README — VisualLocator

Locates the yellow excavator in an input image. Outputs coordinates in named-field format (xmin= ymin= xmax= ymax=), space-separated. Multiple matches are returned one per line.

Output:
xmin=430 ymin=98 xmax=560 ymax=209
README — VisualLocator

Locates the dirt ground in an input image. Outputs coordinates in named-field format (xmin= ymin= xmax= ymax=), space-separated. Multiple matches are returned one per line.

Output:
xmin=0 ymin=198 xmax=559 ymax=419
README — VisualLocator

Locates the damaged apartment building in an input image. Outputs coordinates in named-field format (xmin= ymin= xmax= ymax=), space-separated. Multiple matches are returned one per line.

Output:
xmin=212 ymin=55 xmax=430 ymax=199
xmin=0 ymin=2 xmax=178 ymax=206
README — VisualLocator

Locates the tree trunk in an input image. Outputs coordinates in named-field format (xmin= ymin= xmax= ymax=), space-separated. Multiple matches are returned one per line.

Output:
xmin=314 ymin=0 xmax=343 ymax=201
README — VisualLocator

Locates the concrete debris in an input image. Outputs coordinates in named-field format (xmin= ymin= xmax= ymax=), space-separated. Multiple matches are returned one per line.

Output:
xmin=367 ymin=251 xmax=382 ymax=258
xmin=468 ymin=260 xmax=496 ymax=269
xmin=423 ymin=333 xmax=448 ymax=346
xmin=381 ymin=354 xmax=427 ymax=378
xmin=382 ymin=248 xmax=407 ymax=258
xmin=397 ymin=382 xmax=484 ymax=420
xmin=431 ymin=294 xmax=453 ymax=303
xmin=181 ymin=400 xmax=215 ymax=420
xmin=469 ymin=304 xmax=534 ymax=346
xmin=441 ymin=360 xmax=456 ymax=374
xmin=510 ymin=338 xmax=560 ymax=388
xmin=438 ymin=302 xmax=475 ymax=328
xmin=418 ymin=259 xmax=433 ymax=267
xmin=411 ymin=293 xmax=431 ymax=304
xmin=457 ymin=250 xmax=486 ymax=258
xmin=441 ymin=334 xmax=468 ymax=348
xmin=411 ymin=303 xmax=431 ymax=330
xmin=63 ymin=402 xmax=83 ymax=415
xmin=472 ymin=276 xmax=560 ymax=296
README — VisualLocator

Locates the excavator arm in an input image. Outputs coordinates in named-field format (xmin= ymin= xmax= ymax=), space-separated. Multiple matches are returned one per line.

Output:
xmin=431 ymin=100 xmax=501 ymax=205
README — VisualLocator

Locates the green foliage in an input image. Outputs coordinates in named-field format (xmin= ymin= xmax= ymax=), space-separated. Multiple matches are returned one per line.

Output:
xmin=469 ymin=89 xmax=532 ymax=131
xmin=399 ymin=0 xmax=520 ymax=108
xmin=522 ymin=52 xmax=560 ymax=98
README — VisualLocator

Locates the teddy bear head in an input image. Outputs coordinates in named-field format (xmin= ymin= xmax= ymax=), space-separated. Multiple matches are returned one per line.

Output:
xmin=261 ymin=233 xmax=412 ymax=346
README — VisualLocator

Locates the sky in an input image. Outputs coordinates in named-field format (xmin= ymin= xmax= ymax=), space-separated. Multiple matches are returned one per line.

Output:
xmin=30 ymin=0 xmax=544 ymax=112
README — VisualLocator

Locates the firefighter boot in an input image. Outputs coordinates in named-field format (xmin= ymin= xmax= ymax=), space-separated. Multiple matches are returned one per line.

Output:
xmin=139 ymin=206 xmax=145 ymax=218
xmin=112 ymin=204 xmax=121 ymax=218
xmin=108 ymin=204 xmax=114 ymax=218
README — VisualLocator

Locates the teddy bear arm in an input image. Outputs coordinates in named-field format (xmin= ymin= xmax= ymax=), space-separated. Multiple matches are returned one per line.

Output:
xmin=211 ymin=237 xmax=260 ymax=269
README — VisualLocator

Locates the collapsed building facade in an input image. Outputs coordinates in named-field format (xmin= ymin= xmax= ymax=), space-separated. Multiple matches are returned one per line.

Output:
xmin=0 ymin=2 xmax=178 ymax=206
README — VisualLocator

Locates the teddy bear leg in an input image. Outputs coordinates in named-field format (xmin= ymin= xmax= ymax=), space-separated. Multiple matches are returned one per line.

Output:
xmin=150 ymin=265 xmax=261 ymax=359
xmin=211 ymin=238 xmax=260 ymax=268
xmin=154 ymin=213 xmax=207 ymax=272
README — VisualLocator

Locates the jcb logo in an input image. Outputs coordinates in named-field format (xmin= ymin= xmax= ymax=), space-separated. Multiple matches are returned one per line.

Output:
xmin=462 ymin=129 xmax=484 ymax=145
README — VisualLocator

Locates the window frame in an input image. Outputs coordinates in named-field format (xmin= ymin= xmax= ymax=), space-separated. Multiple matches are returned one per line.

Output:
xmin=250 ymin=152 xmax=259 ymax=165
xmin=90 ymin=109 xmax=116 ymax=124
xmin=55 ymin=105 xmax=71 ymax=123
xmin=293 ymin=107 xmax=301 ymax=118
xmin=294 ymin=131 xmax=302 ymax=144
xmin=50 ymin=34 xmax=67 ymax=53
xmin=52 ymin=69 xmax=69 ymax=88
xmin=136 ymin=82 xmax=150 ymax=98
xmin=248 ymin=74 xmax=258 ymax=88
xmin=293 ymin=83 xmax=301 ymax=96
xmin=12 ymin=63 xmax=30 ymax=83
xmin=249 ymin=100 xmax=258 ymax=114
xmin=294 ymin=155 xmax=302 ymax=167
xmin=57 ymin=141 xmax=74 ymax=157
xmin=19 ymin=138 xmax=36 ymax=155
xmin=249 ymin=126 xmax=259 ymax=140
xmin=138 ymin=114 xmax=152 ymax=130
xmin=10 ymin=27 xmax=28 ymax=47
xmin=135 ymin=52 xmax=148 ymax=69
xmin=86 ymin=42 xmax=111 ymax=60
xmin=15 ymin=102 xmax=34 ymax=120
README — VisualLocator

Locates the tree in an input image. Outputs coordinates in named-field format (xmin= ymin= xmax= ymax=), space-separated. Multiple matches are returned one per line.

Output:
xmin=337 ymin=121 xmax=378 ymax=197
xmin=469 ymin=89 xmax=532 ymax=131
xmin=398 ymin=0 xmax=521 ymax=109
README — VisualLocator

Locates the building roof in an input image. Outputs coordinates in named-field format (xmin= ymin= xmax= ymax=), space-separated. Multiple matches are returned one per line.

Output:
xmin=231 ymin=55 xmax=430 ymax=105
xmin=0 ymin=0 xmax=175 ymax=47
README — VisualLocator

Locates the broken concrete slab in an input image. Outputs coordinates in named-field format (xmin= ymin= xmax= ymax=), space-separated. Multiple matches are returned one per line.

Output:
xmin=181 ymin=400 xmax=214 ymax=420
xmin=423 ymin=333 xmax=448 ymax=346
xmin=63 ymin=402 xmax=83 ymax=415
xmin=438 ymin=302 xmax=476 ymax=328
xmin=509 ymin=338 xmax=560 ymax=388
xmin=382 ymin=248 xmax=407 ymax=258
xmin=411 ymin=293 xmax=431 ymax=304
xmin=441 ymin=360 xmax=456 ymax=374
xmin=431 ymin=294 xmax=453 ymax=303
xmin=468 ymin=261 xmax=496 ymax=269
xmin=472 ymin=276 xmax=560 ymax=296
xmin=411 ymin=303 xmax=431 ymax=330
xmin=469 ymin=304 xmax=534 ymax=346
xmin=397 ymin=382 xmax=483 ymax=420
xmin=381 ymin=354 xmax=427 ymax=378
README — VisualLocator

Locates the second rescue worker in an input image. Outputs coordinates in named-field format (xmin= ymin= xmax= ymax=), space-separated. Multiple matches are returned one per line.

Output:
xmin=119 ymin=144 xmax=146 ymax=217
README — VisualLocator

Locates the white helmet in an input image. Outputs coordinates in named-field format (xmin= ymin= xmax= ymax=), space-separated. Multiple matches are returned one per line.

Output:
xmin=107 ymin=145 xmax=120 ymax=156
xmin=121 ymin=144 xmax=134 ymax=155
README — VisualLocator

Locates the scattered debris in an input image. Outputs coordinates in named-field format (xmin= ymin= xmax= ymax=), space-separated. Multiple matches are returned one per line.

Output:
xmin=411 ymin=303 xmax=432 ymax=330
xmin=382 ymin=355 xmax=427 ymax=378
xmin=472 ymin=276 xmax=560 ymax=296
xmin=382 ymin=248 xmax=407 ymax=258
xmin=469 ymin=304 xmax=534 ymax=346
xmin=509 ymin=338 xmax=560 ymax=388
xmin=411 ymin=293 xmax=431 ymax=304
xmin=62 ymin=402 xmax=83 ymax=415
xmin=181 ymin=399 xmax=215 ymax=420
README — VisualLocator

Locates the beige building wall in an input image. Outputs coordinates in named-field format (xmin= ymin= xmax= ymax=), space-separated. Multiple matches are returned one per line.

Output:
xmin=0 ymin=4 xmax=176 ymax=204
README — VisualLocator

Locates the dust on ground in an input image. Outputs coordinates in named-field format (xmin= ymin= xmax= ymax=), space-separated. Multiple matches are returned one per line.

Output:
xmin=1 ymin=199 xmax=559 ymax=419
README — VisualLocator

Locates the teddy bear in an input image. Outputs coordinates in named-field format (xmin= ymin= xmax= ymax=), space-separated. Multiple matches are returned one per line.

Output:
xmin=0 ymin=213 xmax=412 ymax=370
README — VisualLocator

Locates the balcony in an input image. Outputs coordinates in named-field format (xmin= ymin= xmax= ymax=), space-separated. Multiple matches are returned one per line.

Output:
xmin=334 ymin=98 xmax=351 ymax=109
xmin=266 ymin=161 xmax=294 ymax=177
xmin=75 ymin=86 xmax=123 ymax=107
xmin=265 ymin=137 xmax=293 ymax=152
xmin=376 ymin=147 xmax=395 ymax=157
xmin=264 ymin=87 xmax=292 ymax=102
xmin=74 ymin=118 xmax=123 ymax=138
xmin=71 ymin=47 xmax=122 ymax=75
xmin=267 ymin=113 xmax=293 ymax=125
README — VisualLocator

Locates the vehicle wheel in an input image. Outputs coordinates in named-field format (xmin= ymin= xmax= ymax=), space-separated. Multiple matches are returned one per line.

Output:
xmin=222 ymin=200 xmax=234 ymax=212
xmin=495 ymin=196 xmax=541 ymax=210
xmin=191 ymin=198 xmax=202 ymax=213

Try it. Please tally the lines in the data above containing the string "excavator", and give the number alone.

Answer box. 2